**STATED GOAL**.
Retype the records below word for word and omit any image.

**SUPPLIED ENTRIES**.

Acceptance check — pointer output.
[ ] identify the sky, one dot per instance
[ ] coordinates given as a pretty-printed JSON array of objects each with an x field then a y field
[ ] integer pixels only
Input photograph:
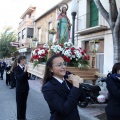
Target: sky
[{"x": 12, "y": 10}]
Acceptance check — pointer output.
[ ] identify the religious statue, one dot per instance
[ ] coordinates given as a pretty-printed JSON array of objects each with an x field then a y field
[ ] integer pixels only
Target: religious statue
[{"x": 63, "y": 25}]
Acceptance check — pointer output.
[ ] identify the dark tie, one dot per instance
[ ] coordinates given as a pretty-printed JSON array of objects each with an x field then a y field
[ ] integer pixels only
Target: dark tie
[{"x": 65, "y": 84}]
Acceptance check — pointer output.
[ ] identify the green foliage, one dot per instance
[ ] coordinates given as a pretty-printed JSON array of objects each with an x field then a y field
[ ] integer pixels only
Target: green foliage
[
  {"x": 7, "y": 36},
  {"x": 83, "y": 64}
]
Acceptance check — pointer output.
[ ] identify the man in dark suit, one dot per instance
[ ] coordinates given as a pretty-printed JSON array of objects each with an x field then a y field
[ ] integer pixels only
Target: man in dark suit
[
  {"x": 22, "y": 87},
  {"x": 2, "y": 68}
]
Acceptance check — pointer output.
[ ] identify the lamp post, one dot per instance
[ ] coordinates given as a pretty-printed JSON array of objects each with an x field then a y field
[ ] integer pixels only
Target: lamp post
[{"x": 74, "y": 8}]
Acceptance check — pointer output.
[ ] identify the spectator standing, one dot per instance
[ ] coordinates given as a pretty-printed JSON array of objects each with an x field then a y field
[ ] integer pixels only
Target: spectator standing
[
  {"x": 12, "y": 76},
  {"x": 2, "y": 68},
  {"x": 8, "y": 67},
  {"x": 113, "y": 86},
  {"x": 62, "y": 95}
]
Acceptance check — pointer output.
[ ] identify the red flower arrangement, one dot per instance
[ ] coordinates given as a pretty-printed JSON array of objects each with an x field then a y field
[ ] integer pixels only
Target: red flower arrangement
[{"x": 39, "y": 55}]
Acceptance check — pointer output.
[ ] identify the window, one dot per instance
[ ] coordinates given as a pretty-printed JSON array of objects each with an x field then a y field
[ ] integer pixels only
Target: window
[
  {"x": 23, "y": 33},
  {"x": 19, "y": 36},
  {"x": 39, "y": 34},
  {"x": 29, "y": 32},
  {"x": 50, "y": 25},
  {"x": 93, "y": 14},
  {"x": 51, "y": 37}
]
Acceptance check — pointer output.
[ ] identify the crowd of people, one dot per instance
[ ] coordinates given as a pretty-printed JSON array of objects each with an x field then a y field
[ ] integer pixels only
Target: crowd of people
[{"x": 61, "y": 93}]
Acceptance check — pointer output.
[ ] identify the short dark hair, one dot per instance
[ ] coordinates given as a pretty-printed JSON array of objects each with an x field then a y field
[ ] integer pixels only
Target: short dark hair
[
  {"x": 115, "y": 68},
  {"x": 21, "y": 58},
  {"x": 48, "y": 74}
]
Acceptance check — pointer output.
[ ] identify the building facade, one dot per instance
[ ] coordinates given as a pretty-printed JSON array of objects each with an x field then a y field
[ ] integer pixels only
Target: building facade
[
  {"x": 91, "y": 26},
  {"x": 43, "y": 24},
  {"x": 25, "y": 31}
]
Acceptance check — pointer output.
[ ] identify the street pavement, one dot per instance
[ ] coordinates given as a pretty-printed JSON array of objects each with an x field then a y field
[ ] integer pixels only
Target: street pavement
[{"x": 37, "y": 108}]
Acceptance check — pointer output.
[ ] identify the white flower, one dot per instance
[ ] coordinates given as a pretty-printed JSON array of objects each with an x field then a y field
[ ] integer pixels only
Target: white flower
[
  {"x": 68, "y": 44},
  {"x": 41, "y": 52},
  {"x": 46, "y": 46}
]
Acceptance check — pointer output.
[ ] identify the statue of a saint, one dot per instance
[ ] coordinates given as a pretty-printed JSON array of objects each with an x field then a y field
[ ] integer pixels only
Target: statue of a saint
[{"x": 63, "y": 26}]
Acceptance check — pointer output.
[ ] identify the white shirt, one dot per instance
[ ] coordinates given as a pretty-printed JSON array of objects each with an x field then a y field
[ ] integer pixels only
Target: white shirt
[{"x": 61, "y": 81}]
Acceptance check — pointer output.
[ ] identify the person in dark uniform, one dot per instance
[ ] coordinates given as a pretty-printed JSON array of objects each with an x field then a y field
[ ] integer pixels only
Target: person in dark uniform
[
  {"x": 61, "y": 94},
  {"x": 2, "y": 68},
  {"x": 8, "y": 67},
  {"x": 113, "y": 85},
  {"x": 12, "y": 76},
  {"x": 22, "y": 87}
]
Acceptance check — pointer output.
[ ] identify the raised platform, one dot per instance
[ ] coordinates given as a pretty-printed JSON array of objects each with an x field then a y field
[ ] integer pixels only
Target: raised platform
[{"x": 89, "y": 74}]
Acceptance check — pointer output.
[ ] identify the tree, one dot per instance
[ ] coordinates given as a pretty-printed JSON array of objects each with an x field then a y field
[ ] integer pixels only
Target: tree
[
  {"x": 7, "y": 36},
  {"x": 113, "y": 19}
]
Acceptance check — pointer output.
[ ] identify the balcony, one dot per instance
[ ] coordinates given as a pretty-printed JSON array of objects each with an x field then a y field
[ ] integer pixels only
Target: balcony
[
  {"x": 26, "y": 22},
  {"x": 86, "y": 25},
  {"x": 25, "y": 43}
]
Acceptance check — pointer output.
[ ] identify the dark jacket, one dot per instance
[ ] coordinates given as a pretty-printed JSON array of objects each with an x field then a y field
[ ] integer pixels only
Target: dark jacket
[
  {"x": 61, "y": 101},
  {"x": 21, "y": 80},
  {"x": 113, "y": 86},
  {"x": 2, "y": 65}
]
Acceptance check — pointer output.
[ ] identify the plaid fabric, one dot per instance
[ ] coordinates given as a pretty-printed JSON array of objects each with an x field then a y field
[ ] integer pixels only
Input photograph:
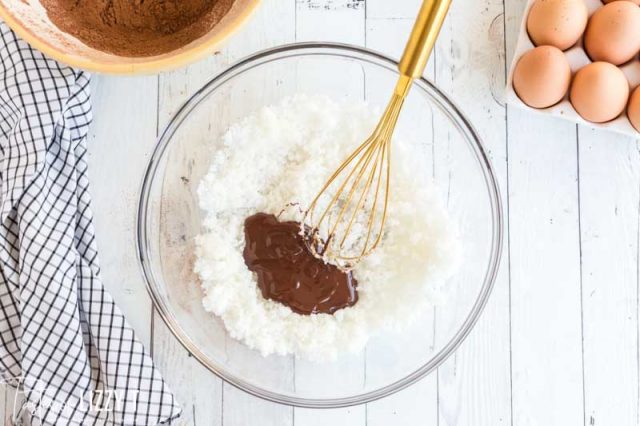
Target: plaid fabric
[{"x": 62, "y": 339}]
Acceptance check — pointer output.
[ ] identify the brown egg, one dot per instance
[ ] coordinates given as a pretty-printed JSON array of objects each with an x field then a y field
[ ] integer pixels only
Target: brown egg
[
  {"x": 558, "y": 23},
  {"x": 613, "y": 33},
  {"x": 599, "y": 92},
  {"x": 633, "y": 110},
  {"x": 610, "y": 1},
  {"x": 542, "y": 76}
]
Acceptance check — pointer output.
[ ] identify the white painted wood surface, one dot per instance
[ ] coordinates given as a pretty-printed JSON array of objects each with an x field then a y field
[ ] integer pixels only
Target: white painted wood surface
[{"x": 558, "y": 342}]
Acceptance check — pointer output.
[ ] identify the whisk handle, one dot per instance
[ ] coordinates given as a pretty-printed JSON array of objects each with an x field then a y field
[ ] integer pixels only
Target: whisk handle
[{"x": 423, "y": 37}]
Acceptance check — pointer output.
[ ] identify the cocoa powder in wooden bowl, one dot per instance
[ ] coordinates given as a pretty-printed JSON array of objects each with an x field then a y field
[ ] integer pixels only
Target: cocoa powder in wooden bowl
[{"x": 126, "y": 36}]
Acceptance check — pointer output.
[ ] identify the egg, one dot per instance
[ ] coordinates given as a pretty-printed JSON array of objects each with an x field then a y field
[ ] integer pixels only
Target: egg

**SOLUTION TO THIS EXERCISE**.
Acceptance check — pointer output.
[ ] identify the sky, one dot per instance
[ ] coordinates given as a pretty-printed JSON array of objects each with an x field then a y field
[ ] integer pixels only
Input photograph:
Target: sky
[{"x": 12, "y": 10}]
Acceptance check — pointer output.
[ ] identify the religious statue, one dot per instance
[ ] coordinates given as a pretty-printed JSON array of objects each with an x field then a y field
[ ] integer pixels only
Target: religious statue
[{"x": 63, "y": 25}]
Acceptance check — pointer output.
[ ] identify the dark tie, one dot per instance
[ ] coordinates given as a pretty-printed JSON array of objects each with an x field then a y field
[ ] integer pixels only
Target: dark tie
[{"x": 65, "y": 84}]
Acceptance check — pointer output.
[ ] identify the green foliage, one dot per instance
[ ] coordinates given as a pretty-printed JSON array of objects each with an x field then a y field
[ ] integer pixels only
Target: green foliage
[
  {"x": 7, "y": 36},
  {"x": 83, "y": 64}
]
Acceptance check — pointer output.
[ ] identify the man in dark suit, one dot per instance
[ ] coordinates given as a pretty-printed JSON array of objects each with an x field then a y field
[ ] integer pixels only
Target: man in dark suit
[
  {"x": 22, "y": 87},
  {"x": 2, "y": 68}
]
Acceptance check — pointer output.
[ ] identify the lamp post, one dot per instance
[ ] coordinates given as a pretty-printed JSON array of objects each with an x field then a y field
[ ] integer pixels only
Target: lamp post
[{"x": 74, "y": 8}]
Acceptance check — pointer output.
[ ] identify the spectator standing, one dot per instance
[ ] coordinates given as a pretty-printed JSON array of objects each with an x field then a y field
[ ] integer pixels only
Target: spectator standing
[
  {"x": 12, "y": 76},
  {"x": 2, "y": 68},
  {"x": 8, "y": 67},
  {"x": 113, "y": 86},
  {"x": 62, "y": 95}
]
Acceptance check — pointer output.
[ ] identify the red flower arrangement, one dot per instance
[ ] coordinates given as a pretty-printed JSON array of objects each with an x field then a y field
[ ] integer pixels only
Target: red flower arrangement
[{"x": 39, "y": 55}]
Acceptance check — pointer output.
[ ] identify the window, one dot per instance
[ ] coordinates given as a pretty-printed JSON array of objects each with an x field then a y field
[ ] integer pixels only
Target: window
[
  {"x": 23, "y": 33},
  {"x": 19, "y": 36},
  {"x": 39, "y": 34},
  {"x": 29, "y": 32},
  {"x": 50, "y": 25},
  {"x": 93, "y": 14},
  {"x": 51, "y": 37}
]
Acceptance check — pointer output.
[ ] identify the crowd of people, one dot per instance
[ ] coordinates given as a pretty-printed JSON array of objects each with an x field then a y field
[ ] integer pixels only
Target: crowd of people
[{"x": 61, "y": 93}]
Acceptance check — pointer output.
[ ] identify the short dark hair, one dot per instance
[ ] coordinates given as a pretty-printed JSON array of objects each with an x field then a y field
[ ] integer pixels only
Target: short dark hair
[
  {"x": 115, "y": 68},
  {"x": 21, "y": 58},
  {"x": 48, "y": 74}
]
Acceptance check — pointer output.
[ ] identify the building facade, one dot per instance
[ ] coordinates given as a pretty-printed JSON array of objects each with an x field then a y field
[ ] integer pixels only
Target: building facade
[
  {"x": 91, "y": 26},
  {"x": 43, "y": 24},
  {"x": 25, "y": 31}
]
Acceptance check — pointer output.
[ ] identify the street pavement, one dot per instance
[ ] coordinates given as a pretty-printed JSON array of objects each with an x field then a y field
[ ] integer pixels only
Target: street pavement
[{"x": 37, "y": 108}]
Acceptance check — pointer output.
[ ] identify the white flower, one dot per instance
[ ] coordinates given as a pretty-printed JSON array of objects each with an x field then a y field
[ ] integer pixels only
Target: white flower
[
  {"x": 68, "y": 44},
  {"x": 41, "y": 52},
  {"x": 46, "y": 46}
]
Acceptance check — pointer output.
[ ] identify the statue of a saint, one dot per instance
[ ] coordinates given as a pretty-printed JSON array of objects each with an x field then a y field
[ ] integer pixels only
Target: statue of a saint
[{"x": 63, "y": 26}]
Acceptance check — pointer output.
[ ] identify the white shirt, one dot per instance
[ ] coordinates given as a pretty-printed JSON array of objects each with an x field then a y field
[ ] integer pixels only
Target: white shirt
[{"x": 61, "y": 81}]
Acceptance check — pointer output.
[ ] identify the person in dark uniform, one dot per instance
[ ] coordinates given as a pretty-printed JSON array of objects each with an x field then a y field
[ ] integer pixels only
Target: person in dark uniform
[
  {"x": 61, "y": 94},
  {"x": 2, "y": 68},
  {"x": 8, "y": 67},
  {"x": 113, "y": 85},
  {"x": 12, "y": 76},
  {"x": 22, "y": 87}
]
Acceptance check — pointer output.
[ ] identify the raised platform, one dot per instance
[ ] coordinates given as a pretty-printed JSON array of objects each with an x field then a y field
[ ] integer pixels only
Target: raised platform
[{"x": 89, "y": 74}]
Acceptance check — pointer output.
[ ] identify the tree, one dot per instance
[ ] coordinates given as a pretty-printed JSON array of objects each with an x field then a y field
[ ] integer pixels only
Target: tree
[
  {"x": 7, "y": 36},
  {"x": 113, "y": 19}
]
Acceptance check — pointer output.
[ ] identify the balcony, one dot per instance
[ ] coordinates given as a pretty-printed JSON array of objects each with an x field then a y field
[ ] integer pixels only
Target: balcony
[
  {"x": 26, "y": 22},
  {"x": 86, "y": 25},
  {"x": 25, "y": 43}
]
Acceptance check — pointer output.
[ ] identify the dark jacket, one dot per instance
[ ] coordinates given as a pretty-printed JSON array of objects each with an x field then a y field
[ ] integer pixels only
Target: dark jacket
[
  {"x": 61, "y": 101},
  {"x": 21, "y": 80},
  {"x": 113, "y": 86},
  {"x": 2, "y": 65}
]
Acceptance check — pointer output.
[ ] identify the plaid fabric, one dot per instance
[ ] coordinates given as a pretty-printed JSON array of objects each with an x field then a y field
[ ] integer pixels only
Input photograph:
Target: plaid fabric
[{"x": 62, "y": 339}]
Acceptance check — pointer output.
[ ] identify the brown egg, one dot per instance
[ ] coordinates given as a pretty-printed JSON array of objects each with an x field then a y field
[ ] integer pixels only
Target: brown egg
[
  {"x": 558, "y": 23},
  {"x": 613, "y": 33},
  {"x": 599, "y": 92},
  {"x": 633, "y": 110},
  {"x": 610, "y": 1},
  {"x": 542, "y": 76}
]
Acceptance check — pointer output.
[ ] identify the white painted wood surface, one dot per instance
[ ] coordinates given as a pretty-printed JSON array of objects each with an x field then a y field
[ ] integer pixels only
Target: white painted wood surface
[{"x": 558, "y": 342}]
Acceptance check — pointer output.
[ ] identify the whisk handle, one dot per instance
[ ] coordinates given as a pretty-printed JSON array of objects each with an x field then a y field
[ ] integer pixels only
Target: whisk handle
[{"x": 423, "y": 37}]
Acceptance check — pointer output.
[ ] identify the cocoa powder in wooden bowl, one dot per instance
[ ] coordinates given as a pretty-printed JSON array of objects each with an x field then a y field
[ ] integer pixels only
Target: cocoa powder in wooden bowl
[{"x": 126, "y": 36}]
Acceptance check — pointer output.
[ ] identify the egg, one dot per instance
[ ] coordinates given as a pretty-printed JSON array of objects each with an x field then a y field
[ ] integer pixels only
Target: egg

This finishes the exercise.